◆ **What to work on**:
1. In the mailing-list message below about OSM relation IDs in Wikidata, name every use that the example building has had, either in the past or now.
2. Pick up the mailing-list message below about OSM relation IDs in Wikidata and continue it from its last line.
--- Text block ---
[OSM-talk] OSM relation ID property in Wikidata

Peter Wendorff wendorff at uni-paderborn.de
Mon May 6 21:55:47 UTC 2013


Am 06.05.2013 23:07, schrieb andrzej zaborowski:
> Hi,
> 
> On 6 May 2013 21:20, Peter Wendorff <wendorff at uni-paderborn.de> wrote:
>> Am 06.05.2013 20:26, schrieb Tobias Knerr:
>>> On 06.05.2013 18:54, Peter Wendorff wrote:
>>>
>>> [...]
>>>> Let's see this example: A building that was a merchants kontor a few
>>>> hundret years ago, and now contains a museum and a restaurant, while in
>>>> between it was - let's say - a hospital).
>>>
>>> That's historical mapping. The problems would be the same for e.g. the
>>> name. But as for the parts of the example that are not directly "historic":
>>
>> No, it's not. I did not speak about mapping the hospital and the
>> merchants kontor, but about wikidata entries ahout the hospital and the
>> merchants kontor - and wikidata in fact includes historical entities
>> like that, too.
> 
> If you're not adding those historical entities to OSM (or a similar
> database like that historical osm once discussed) then there's no
> issue with linking to Wikidata because there's nothing to be linked.

Why not?
The building is the same, and it's not of interest, that the tag
amenity=museum is not (any more) existent in osm.

If that's an argument any wikidata entity that's not tagged as complete
as the wikidata entity itself would be "nothing to be linked".

Your cross-reference (only add a reference osm pointing to wikidata to
the building, but link all other entities of wikidata to the building)
argument may be valid, but it's complex (that's my question below); but
especially historical entities are of interest to be linked, as they are
not directly findable by going out and watch.


> [...] 
>>>> - the restaurant's page
>>>
>>> Can be linked using the wikidata key at the restaurant POI.
>> You assume here that osm has distinct objects for building, restaurant
>> and museum, but often that's not the case.
>> Let's say the building mainly "is"/hosts the museum, and the restaurant
>> is a small part of it, covering a part of the building only (may be part
>> of the museum, too.
--- Extracted data ---
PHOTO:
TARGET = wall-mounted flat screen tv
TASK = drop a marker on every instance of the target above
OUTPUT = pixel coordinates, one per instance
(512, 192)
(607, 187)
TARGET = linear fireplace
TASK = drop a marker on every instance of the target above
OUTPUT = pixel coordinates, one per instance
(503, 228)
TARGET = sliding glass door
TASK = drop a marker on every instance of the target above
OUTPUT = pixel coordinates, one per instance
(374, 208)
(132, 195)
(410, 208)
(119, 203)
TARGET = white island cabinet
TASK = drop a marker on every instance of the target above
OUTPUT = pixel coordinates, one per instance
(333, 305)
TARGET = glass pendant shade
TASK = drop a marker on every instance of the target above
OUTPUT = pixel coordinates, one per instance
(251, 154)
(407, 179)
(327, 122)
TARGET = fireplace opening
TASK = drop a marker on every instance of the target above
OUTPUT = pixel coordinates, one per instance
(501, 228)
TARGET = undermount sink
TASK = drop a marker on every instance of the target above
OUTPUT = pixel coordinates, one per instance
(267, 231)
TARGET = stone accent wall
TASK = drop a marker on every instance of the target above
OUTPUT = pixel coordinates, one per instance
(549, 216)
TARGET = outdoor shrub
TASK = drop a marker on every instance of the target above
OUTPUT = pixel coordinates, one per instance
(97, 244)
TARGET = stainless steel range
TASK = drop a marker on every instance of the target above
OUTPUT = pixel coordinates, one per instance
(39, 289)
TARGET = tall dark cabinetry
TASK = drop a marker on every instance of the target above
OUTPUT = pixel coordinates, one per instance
---
◆ **Answers by task**:
1.
- merchants kontor
- hospital
- museum
- restaurant

2.
> 
> If it doesn't occupy the entire building then you can probably add the
> museum tag on the building geometry but later once you want to add a
> wikidata tag you'd probably split it out like you'd split a street
> object when you want to add an attribute that applies to a part of the
> attribute.  If you're into indoor mapping then you'd draw the museum
> outline separately anyway.
so you propose to split it up because of an external ID you propose to
add...
While I in general agree that objects of osm are split when they get
mapped in more detail (like in this example), I'm not happy to do that
for the reason to enable matching to external references.

> Or you could do namespaces, basically using the same criteria as with
> different attributes.  For example opening_hours which may be
> different for the museum and the building.  The mechanism can be the
> same for wikidata=* as for e.g. opening_hours=* and oneway=*.
and it's not working for opening_hours either afaik; usually we split
the pois in these cases.

>>>[...]
>>>> Perhaps look into the overpass-permanent-ID solution for that.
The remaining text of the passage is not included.